Data for review

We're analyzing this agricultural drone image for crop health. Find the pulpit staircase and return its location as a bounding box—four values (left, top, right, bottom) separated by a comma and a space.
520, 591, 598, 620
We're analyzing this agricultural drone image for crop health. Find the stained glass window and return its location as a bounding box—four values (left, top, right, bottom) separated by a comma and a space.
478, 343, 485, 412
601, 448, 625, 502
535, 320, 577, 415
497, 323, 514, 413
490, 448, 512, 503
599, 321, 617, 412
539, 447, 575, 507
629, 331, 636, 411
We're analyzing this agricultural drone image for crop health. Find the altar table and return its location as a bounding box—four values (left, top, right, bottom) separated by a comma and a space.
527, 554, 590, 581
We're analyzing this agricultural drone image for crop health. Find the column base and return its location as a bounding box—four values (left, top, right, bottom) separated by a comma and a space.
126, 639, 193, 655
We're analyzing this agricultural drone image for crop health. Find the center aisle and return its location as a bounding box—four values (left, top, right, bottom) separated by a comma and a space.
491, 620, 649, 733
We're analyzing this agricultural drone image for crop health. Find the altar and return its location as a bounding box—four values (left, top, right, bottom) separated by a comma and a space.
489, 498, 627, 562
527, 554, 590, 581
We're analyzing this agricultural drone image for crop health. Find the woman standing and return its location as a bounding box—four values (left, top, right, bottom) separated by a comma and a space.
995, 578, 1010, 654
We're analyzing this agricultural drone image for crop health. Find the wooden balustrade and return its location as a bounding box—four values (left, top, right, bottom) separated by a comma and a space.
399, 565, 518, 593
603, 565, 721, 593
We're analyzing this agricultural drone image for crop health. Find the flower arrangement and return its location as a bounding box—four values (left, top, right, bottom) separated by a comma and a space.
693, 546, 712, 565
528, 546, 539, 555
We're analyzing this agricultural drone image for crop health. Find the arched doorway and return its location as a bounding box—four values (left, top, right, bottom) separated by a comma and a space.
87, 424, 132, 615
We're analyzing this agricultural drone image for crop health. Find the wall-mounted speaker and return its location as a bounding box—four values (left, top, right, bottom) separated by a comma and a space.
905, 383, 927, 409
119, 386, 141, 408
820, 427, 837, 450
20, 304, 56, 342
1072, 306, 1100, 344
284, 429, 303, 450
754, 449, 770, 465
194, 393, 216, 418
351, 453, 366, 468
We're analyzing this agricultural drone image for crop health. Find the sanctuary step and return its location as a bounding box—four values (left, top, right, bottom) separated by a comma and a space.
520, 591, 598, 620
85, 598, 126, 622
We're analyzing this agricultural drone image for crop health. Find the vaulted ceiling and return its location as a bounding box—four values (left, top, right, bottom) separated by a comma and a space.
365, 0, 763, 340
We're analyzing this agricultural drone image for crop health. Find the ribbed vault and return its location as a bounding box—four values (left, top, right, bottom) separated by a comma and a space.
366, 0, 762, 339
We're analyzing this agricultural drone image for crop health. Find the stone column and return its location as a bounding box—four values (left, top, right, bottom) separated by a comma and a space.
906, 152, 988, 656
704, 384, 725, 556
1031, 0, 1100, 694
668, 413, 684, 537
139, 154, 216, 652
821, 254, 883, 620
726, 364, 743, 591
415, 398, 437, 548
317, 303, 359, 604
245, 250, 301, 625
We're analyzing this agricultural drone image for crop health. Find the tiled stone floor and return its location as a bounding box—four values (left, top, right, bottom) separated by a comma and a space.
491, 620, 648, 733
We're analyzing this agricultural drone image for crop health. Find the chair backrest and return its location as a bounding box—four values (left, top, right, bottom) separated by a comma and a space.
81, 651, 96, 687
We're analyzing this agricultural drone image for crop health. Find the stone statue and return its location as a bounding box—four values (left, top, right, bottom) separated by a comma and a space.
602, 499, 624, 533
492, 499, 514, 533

Work instruction
Write out the complete material a second time, matching it exactly.

Finished exercise
We're analyzing this agricultural drone image for crop health. Find the pulpit staircase and return its location as a bounding box—four values (left, top, right, bottom) separated by a comma and a space.
520, 591, 598, 620
We're analyzing this agricultural drone image for crop health. Find the stained glass window and return its location as a bounding box—four values (left, top, right, bottom) separated by a comma and a space.
478, 343, 485, 412
601, 448, 625, 502
535, 320, 577, 415
497, 323, 514, 413
490, 448, 512, 503
599, 321, 617, 412
539, 447, 575, 507
629, 331, 636, 411
We're analyzing this agricultural drone image for crop health. Find the altar table and return its location as a bounding box—four values (left, top, right, bottom) separated by a comma and a space.
527, 554, 590, 581
We're analyzing this agricultural drone image for crop health. Find the column base and return its location as a bounding box—four values (left, top, right, bottom) separated by a comma and a space.
126, 639, 193, 655
We're analyzing this agricultural drone image for crop health. Find the center aisle and return its location as a bounding box—four values (left, top, right, bottom) separated by a comma and a space.
491, 620, 649, 733
We're analyzing this agricultural drone image for crop health. Find the altar and return its location as a bounding box—four values (left, top, right, bottom) separated by a comma and a space.
489, 498, 627, 562
527, 554, 590, 581
We're analyzing this agricultural drone image for crop health. Find the woman standing and return its location as a bounding box—four values (left, top, right, bottom) separated by a comma and a space.
995, 578, 1010, 654
We're analyzing this agricultural drone image for crop health. Find the wooden balustrade and return its location as a bounding box—four values (left, top, right, bottom) separated by a comma and a space.
399, 565, 518, 593
603, 565, 721, 593
We're analyzing this agricultural drone image for crop health. Find the flower arrangement and return its location as a bounding box—four values (left, top, right, bottom) separated by a comma and a space.
693, 546, 712, 565
528, 546, 539, 555
We're analyzing this agricultural drone image for crop health. Find the arched doorway and return its location as a bounding box—four values (left, top, right, bottom) separated by a comma and a space.
87, 424, 132, 615
We're analyzing this agricultural drone image for crop health. Find the wall-mounted speaker and return its location as a bounding box—four values (left, top, right, bottom) separated by a comma and a space.
905, 383, 927, 409
119, 386, 141, 408
820, 427, 837, 450
20, 304, 56, 342
1072, 306, 1100, 344
284, 429, 303, 450
754, 449, 770, 465
194, 393, 216, 418
351, 453, 366, 468
We're analyzing this agricultural drone image for crop health. Find the sanctuary step and return its location as a bounding box—four values (left, top, right, bottom) separated by a comma and a space.
520, 591, 598, 620
85, 598, 126, 622
We're analyzing this agricultural drone image for crop health. Find the vaulted ceiling and return its location as a bounding box—four values (left, top, right, bottom) separated by a comma and a space.
365, 0, 763, 340
We're analyzing this agricultural drone image for crop health. Find the ribbed vault and return its location as a bounding box—four values (left, top, right, bottom) separated by a comma and a space.
366, 0, 762, 339
We're analyzing this agricultural drone image for crop health. Find the stone column and return its location as a bounding box—four values (left, top, right, bottom) separated by a comma and a space.
906, 152, 988, 656
704, 384, 725, 556
1031, 0, 1100, 694
668, 413, 684, 537
139, 154, 216, 652
821, 254, 883, 620
726, 364, 743, 591
415, 398, 437, 548
317, 303, 359, 604
245, 250, 301, 625
We're analyzing this agricultural drone image for crop health. Find the tiled stone floor and return its location as a bounding box—four values (left, top, right, bottom) separated by a comma and a space.
491, 620, 648, 733
We're analyzing this agricultural drone image for crop health. Find the chair backrest and return its location as a bounding box—four values (left, top, right, bottom) separated by a comma and a space.
81, 651, 96, 687
We're analyzing this agricultural drone image for crop health. Find the stone statue and return its location as a bounding box—four values (left, top, right, bottom) separated by a comma and a space.
602, 499, 624, 533
492, 499, 514, 533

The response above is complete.